Simulated interactions between angiotensin-converting enzyme and substrate gonadotropin-releasing hormone: novel insights into domain selectivity.

Human angiotensin-I converting enzyme (ACE) is a central component of the renin-angiotensin system and a major target for cardiovascular therapies. The somatic form of the enzyme (sACE) comprises two homologous metallopeptidase domains (N and C), each bearing a zinc active site with similar but distinct substrate and inhibitor specificities. On the basis of the recently determined crystal structures of both ACE domains, we have studied their complexes with gonadotropin-releasing hormone (GnRH), which is cleaved releasing both the protected NH2- and COOH-terminal tripeptides. This is the first molecular modeling study of an ACE-peptide substrate complex that examines the structural basis of ACE's endopeptidase activity and offers novel insights into subsites that are distant from the obligatory binding site and were not identified in the crystal structures. Our data indicate that a bridging interaction between Arg500 of the N-domain and Arg8 of GnRH that involves a buried chloride ion may account for its role in the specificity of the N-domain for endoproteolytic cleavage of the substrate at the NH2-terminus in vitro. In support of this, the protected NH2-terminal dipeptide of GnRH exhibits stronger interactions than the protected COOH-terminal dipeptide with the N-domain of ACE. Further comparison of the models of ACE-substrate complexes promotes our understanding of how the two domains differ in their function and specificity and provides an extension of the pharmacophore model used for structure-based drug design up to the S7 subsite of the enzyme.

## WHAT THIS TASK INVOLVES
Decide whether each statement agrees with the text on ACE and gonadotropin-releasing hormone, answering yes or no and quoting the text's deciding words. 1. Each of the two domains of the somatic form of ACE carries a zinc active site. 2. The subsites distant from the obligatory binding site were identified in the crystal structures. 3. With the N-domain of ACE, the protected COOH-terminal dipeptide of GnRH interacts more strongly than the protected NH2-terminal dipeptide.

## EXERCISE DATA

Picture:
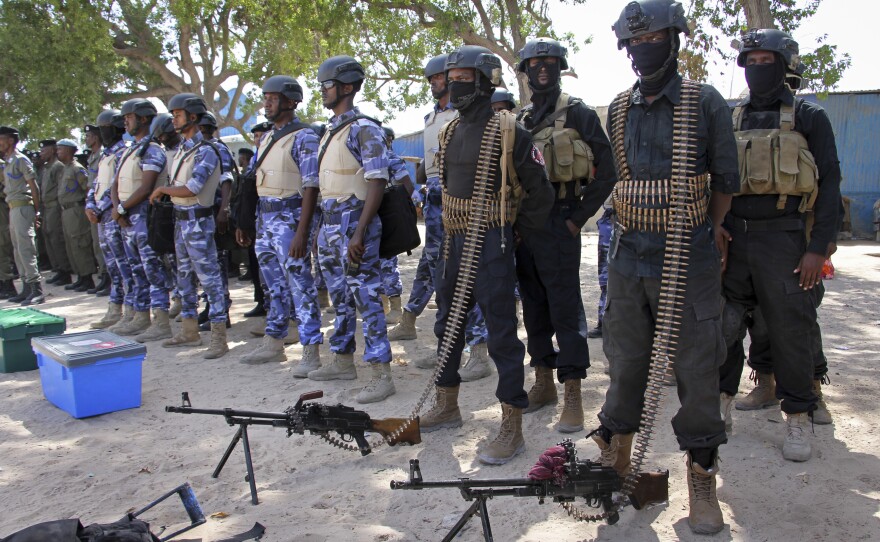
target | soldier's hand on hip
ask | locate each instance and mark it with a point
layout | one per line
(810, 269)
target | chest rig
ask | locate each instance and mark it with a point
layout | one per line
(776, 161)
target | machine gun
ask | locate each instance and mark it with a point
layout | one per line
(565, 482)
(318, 419)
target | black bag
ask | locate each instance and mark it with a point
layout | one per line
(160, 226)
(399, 230)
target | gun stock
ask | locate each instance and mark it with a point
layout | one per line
(411, 434)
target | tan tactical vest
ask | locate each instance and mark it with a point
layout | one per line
(183, 164)
(341, 175)
(435, 122)
(776, 161)
(567, 157)
(278, 175)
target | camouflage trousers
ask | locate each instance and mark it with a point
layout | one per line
(149, 275)
(288, 280)
(197, 263)
(423, 284)
(121, 283)
(353, 289)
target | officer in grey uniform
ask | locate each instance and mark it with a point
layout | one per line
(23, 198)
(72, 189)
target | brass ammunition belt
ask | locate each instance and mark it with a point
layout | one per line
(645, 205)
(457, 213)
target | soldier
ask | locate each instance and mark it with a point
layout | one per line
(53, 231)
(669, 136)
(477, 365)
(195, 176)
(353, 175)
(769, 230)
(580, 168)
(136, 174)
(474, 174)
(72, 189)
(111, 126)
(287, 185)
(23, 198)
(93, 142)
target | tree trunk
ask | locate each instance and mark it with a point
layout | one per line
(758, 13)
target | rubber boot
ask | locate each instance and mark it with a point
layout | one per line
(543, 392)
(380, 386)
(176, 307)
(395, 310)
(113, 315)
(478, 365)
(271, 350)
(310, 361)
(726, 404)
(797, 445)
(617, 453)
(763, 396)
(36, 296)
(218, 347)
(444, 413)
(509, 443)
(821, 416)
(187, 336)
(705, 512)
(572, 418)
(139, 323)
(127, 315)
(405, 330)
(341, 368)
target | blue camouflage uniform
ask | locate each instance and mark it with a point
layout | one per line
(194, 239)
(110, 238)
(148, 273)
(353, 291)
(291, 288)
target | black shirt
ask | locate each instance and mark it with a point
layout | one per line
(811, 121)
(584, 119)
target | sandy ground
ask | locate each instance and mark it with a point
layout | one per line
(53, 466)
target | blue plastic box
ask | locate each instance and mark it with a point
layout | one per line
(90, 373)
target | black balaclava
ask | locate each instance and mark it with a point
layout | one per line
(766, 82)
(655, 64)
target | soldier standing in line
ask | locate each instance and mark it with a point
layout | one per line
(53, 231)
(580, 168)
(477, 365)
(23, 198)
(136, 174)
(670, 135)
(72, 189)
(775, 254)
(486, 160)
(195, 176)
(287, 186)
(353, 171)
(111, 126)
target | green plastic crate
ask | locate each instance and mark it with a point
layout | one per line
(17, 327)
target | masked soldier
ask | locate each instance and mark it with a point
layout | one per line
(136, 173)
(111, 127)
(788, 159)
(576, 151)
(353, 171)
(287, 186)
(195, 176)
(72, 189)
(423, 284)
(486, 161)
(23, 198)
(669, 135)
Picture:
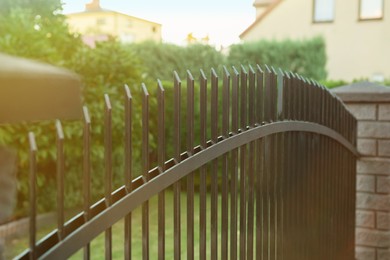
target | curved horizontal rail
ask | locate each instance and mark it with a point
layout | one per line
(129, 202)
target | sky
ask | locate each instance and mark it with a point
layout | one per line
(222, 20)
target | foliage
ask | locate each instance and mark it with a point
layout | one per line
(161, 59)
(36, 29)
(307, 58)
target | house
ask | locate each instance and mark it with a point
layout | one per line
(357, 33)
(98, 24)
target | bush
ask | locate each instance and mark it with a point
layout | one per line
(308, 57)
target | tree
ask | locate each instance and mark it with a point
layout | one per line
(36, 29)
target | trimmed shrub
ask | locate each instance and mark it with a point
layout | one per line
(307, 57)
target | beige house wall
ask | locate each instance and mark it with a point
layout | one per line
(355, 49)
(126, 28)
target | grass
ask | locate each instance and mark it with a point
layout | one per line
(16, 246)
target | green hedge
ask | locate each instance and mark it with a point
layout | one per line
(307, 57)
(105, 69)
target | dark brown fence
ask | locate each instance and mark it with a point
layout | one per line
(273, 176)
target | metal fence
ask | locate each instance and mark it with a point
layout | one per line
(274, 180)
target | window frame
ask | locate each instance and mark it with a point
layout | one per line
(360, 18)
(315, 21)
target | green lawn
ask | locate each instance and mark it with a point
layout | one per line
(16, 246)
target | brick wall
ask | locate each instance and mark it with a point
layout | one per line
(370, 104)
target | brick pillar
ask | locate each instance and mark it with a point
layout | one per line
(370, 104)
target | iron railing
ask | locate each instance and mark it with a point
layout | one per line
(276, 177)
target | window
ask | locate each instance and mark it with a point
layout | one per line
(323, 11)
(101, 21)
(370, 9)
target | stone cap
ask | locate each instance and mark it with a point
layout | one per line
(259, 3)
(364, 91)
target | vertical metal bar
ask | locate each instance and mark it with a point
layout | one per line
(128, 166)
(267, 94)
(161, 166)
(234, 167)
(190, 177)
(87, 171)
(203, 169)
(243, 163)
(214, 166)
(108, 169)
(267, 152)
(225, 166)
(251, 173)
(286, 169)
(60, 180)
(272, 176)
(279, 162)
(260, 95)
(259, 164)
(33, 194)
(177, 158)
(145, 171)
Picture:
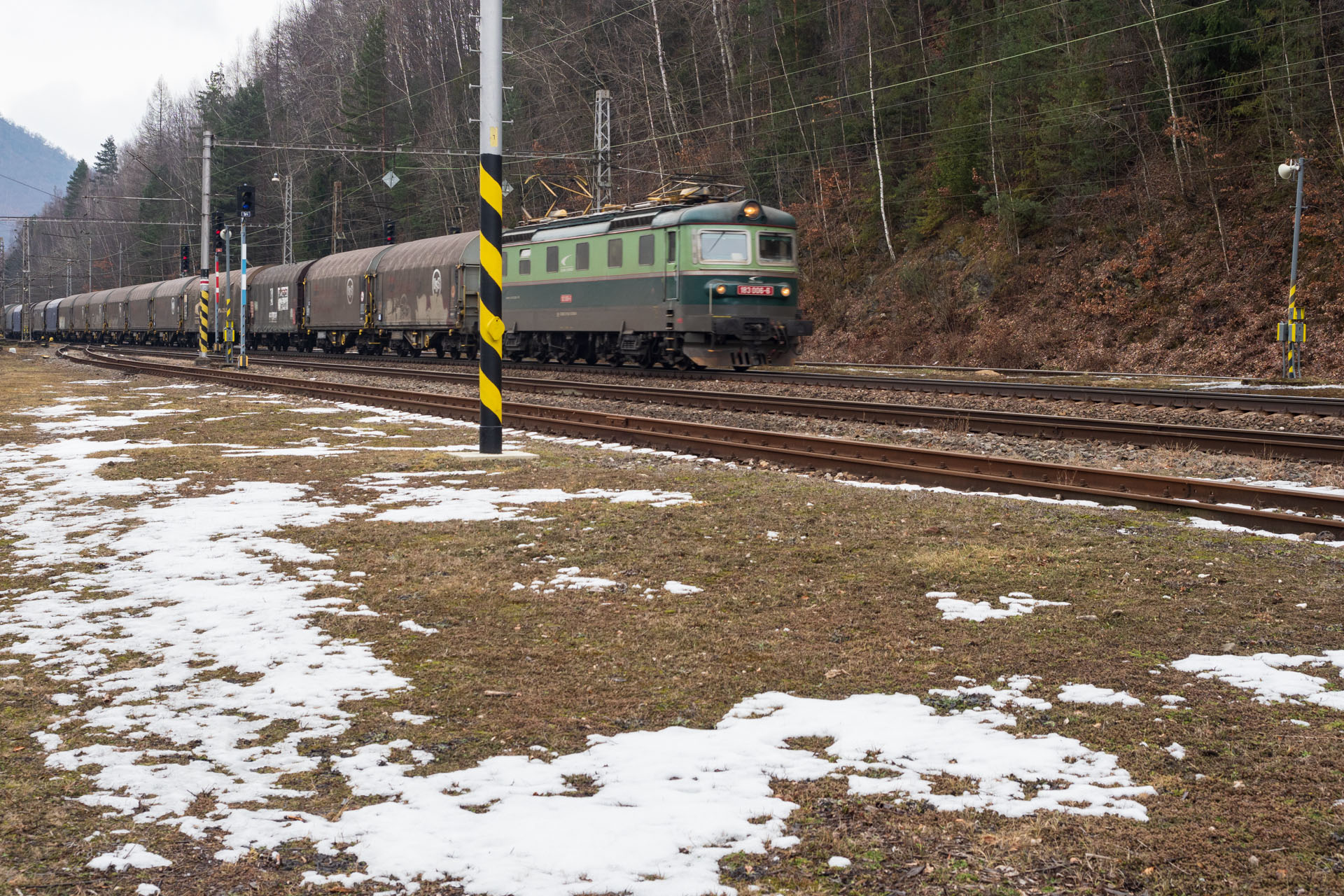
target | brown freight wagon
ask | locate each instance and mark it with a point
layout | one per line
(175, 311)
(337, 300)
(140, 312)
(66, 316)
(276, 307)
(428, 295)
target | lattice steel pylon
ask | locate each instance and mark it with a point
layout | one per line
(26, 312)
(288, 253)
(603, 146)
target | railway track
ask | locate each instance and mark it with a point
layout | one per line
(1236, 441)
(1025, 371)
(1241, 402)
(1254, 507)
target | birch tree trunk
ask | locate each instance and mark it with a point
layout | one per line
(1171, 94)
(663, 69)
(876, 147)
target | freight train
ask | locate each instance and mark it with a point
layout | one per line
(687, 284)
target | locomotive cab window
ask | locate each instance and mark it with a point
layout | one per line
(774, 248)
(723, 246)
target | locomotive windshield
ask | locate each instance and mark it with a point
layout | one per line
(776, 248)
(729, 246)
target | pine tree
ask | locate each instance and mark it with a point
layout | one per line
(105, 163)
(76, 187)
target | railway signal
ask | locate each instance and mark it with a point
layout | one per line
(245, 200)
(245, 211)
(1292, 332)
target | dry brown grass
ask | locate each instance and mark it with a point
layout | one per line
(840, 592)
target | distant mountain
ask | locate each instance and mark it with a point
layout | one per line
(27, 158)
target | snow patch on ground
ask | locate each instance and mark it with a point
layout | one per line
(672, 802)
(128, 856)
(1016, 603)
(939, 489)
(1272, 676)
(445, 503)
(186, 631)
(1102, 696)
(996, 697)
(1200, 523)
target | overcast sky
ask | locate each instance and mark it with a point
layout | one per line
(80, 70)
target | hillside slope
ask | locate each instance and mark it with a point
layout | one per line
(41, 167)
(1133, 279)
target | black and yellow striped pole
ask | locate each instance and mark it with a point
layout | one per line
(492, 225)
(203, 307)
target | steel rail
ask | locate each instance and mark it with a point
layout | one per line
(1139, 397)
(1237, 441)
(1026, 371)
(1238, 504)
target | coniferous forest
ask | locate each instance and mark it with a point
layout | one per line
(1070, 183)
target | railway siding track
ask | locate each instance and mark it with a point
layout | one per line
(1275, 510)
(1196, 399)
(1237, 441)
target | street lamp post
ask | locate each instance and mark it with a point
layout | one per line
(1292, 333)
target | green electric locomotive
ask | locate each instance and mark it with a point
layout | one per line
(695, 284)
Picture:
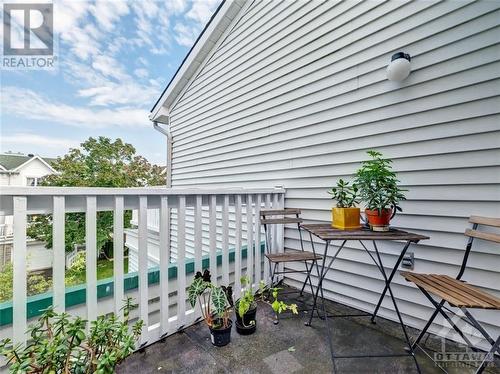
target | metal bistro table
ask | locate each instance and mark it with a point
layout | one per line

## THE ANSWER
1. Yes: "comprises two homologous metallopeptidase domains (N and C), each bearing a zinc active site"
2. No: "were not identified in the crystal structures"
3. No: "the protected NH2-terminal dipeptide of GnRH exhibits stronger interactions than the protected COOH-terminal dipeptide with the N-domain of ACE"